**Supplied passage**
___
Learn more about cool pantries.


Comments

Cool Pantry Update — 4 Comments

  1. For the cool pantry, the outward facing sides of the earthbags seem to have a very flat surface as opposed to bulging out. How did you accomplish that?
    Owen: We simply tamped the surface of the walls lightly every few courses. You don’t want perfectly flat surfaces or there’s nothing for the plaster to grab on to. I estimate this method cuts plasterwork and materials by almost half.

    I saw when you were working with clay and vetiver, you put the material in a wooden form and compacted it. How about doing the same for earthbags. Build a form that you can put the earthbag in and then tamp it. You might get a more square earthbag that would be easier to apply the mortar to. I don’t how this would affect how level the surfaces of the earthbag would be….
    Owen: That’s more cumbersome. The bags are the forms, so no need to make a wood form and move it around hundreds of times.

    The mesh bags, are they subject to sun detioration like the polypropylene bags?
    Owen: Yes. Same or even more vulnerable to UV damage. Always keep bags protected as much as possible.
___
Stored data
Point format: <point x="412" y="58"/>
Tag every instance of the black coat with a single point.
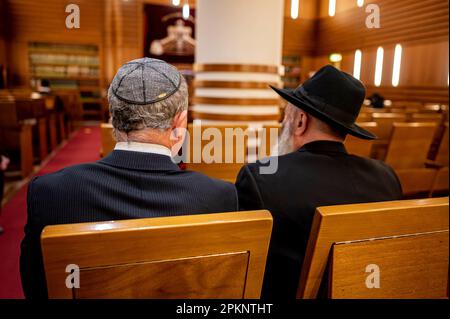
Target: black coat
<point x="320" y="173"/>
<point x="123" y="185"/>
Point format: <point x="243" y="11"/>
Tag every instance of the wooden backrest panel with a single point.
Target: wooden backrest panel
<point x="385" y="123"/>
<point x="409" y="145"/>
<point x="233" y="149"/>
<point x="198" y="256"/>
<point x="358" y="146"/>
<point x="333" y="224"/>
<point x="416" y="180"/>
<point x="268" y="139"/>
<point x="440" y="183"/>
<point x="411" y="266"/>
<point x="427" y="117"/>
<point x="442" y="154"/>
<point x="108" y="142"/>
<point x="8" y="113"/>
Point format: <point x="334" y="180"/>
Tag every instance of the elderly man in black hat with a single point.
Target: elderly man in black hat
<point x="314" y="170"/>
<point x="148" y="101"/>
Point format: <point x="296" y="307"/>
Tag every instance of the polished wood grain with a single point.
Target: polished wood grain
<point x="233" y="117"/>
<point x="410" y="267"/>
<point x="426" y="117"/>
<point x="358" y="146"/>
<point x="231" y="143"/>
<point x="253" y="68"/>
<point x="342" y="223"/>
<point x="416" y="181"/>
<point x="268" y="139"/>
<point x="233" y="84"/>
<point x="442" y="154"/>
<point x="224" y="251"/>
<point x="440" y="183"/>
<point x="409" y="145"/>
<point x="385" y="123"/>
<point x="204" y="277"/>
<point x="235" y="101"/>
<point x="107" y="140"/>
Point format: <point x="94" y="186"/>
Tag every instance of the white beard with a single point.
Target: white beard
<point x="285" y="142"/>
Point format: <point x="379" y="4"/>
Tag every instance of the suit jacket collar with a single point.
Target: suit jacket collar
<point x="324" y="146"/>
<point x="140" y="161"/>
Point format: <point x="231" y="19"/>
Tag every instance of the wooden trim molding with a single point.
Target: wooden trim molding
<point x="233" y="117"/>
<point x="253" y="68"/>
<point x="235" y="101"/>
<point x="233" y="84"/>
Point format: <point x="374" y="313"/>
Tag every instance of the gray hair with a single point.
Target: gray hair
<point x="127" y="117"/>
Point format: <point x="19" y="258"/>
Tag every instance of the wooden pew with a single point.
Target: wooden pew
<point x="385" y="123"/>
<point x="34" y="111"/>
<point x="441" y="156"/>
<point x="440" y="183"/>
<point x="358" y="146"/>
<point x="407" y="240"/>
<point x="427" y="117"/>
<point x="268" y="139"/>
<point x="16" y="137"/>
<point x="409" y="144"/>
<point x="407" y="154"/>
<point x="108" y="142"/>
<point x="183" y="257"/>
<point x="224" y="168"/>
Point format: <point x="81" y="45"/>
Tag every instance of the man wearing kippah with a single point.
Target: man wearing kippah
<point x="148" y="101"/>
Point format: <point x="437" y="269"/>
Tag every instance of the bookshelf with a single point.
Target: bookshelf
<point x="69" y="67"/>
<point x="292" y="71"/>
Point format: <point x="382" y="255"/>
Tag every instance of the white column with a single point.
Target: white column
<point x="238" y="53"/>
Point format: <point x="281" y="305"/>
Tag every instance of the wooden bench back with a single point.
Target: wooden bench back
<point x="198" y="256"/>
<point x="358" y="146"/>
<point x="108" y="141"/>
<point x="226" y="167"/>
<point x="411" y="266"/>
<point x="356" y="222"/>
<point x="385" y="123"/>
<point x="442" y="154"/>
<point x="409" y="145"/>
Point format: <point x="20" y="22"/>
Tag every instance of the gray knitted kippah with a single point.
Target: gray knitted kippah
<point x="145" y="81"/>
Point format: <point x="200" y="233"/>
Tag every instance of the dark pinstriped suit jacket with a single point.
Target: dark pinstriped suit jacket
<point x="123" y="185"/>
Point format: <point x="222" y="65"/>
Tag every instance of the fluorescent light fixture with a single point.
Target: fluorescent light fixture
<point x="186" y="11"/>
<point x="335" y="57"/>
<point x="357" y="64"/>
<point x="331" y="8"/>
<point x="379" y="66"/>
<point x="294" y="9"/>
<point x="397" y="65"/>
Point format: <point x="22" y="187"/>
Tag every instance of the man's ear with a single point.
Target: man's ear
<point x="301" y="122"/>
<point x="179" y="126"/>
<point x="180" y="120"/>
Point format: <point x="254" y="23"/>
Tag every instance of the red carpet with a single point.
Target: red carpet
<point x="83" y="147"/>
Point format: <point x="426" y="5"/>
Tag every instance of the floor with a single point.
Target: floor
<point x="82" y="147"/>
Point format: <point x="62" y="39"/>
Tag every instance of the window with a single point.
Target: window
<point x="332" y="8"/>
<point x="397" y="65"/>
<point x="294" y="9"/>
<point x="357" y="64"/>
<point x="379" y="66"/>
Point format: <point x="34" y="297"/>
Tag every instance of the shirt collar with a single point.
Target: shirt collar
<point x="324" y="146"/>
<point x="143" y="148"/>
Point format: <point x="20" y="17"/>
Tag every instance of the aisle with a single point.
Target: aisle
<point x="83" y="147"/>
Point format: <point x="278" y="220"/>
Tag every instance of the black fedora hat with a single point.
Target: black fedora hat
<point x="332" y="96"/>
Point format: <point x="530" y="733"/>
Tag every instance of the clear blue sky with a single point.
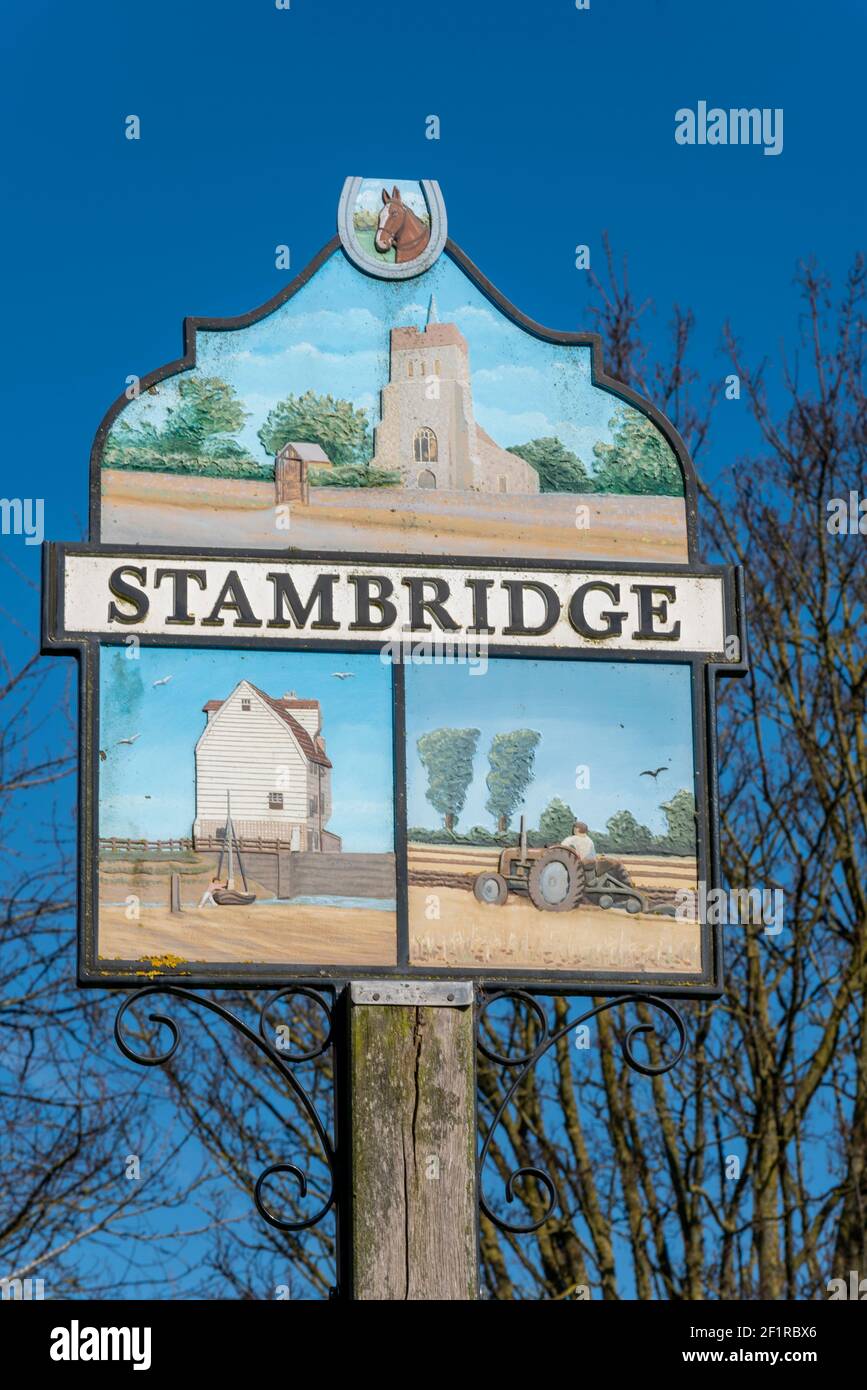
___
**Task to carry out**
In the cool pantry comments, how often were the wall surfaces tamped to keep them flat? The entries are separate material, apart from the cool pantry comments.

**Response to this exercise**
Lightly, every few courses.